**Instructions for the task:**
Starting with the line that contains "Q: Find one point on every instance of the mowed", reproduce each line through the end of the listing below, with no other output.

───── Record list ─────

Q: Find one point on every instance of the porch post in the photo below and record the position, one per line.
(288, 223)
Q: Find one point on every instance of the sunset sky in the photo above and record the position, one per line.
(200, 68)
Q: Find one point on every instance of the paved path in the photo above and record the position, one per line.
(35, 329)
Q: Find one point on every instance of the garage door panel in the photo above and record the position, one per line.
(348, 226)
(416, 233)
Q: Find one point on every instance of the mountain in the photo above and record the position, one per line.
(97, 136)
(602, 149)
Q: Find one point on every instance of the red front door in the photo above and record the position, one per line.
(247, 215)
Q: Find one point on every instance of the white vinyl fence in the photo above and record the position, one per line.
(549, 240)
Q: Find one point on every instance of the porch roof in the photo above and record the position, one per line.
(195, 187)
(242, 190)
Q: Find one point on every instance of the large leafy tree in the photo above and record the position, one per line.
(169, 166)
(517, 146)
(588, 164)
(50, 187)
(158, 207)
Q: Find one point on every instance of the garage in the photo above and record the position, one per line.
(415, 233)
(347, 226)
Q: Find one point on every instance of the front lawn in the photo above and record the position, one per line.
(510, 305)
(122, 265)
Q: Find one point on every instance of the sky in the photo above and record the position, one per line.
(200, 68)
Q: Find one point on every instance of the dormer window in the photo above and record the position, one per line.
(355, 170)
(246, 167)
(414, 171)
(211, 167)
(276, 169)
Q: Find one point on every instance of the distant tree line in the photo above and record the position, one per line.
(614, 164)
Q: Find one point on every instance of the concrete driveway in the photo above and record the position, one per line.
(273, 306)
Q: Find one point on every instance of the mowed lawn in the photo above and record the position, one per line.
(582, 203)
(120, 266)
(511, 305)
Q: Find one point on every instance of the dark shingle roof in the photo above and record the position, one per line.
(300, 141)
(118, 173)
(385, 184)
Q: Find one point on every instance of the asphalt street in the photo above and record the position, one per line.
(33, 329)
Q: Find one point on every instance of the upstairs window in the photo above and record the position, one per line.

─────

**Complete output:**
Q: Find one point on every instance of the mowed lawn in the photo above and record the position, one per line.
(582, 203)
(120, 266)
(511, 305)
Q: Find one point on every instance of the dark shingle roof in the photo above and record the position, one per line.
(300, 141)
(118, 173)
(385, 184)
Q: Find one point on every instance of the asphalt street in the photo above and record the position, one per line.
(33, 329)
Q: Find one point on every instance of the upstairs window in the photo above and record the position, one per line.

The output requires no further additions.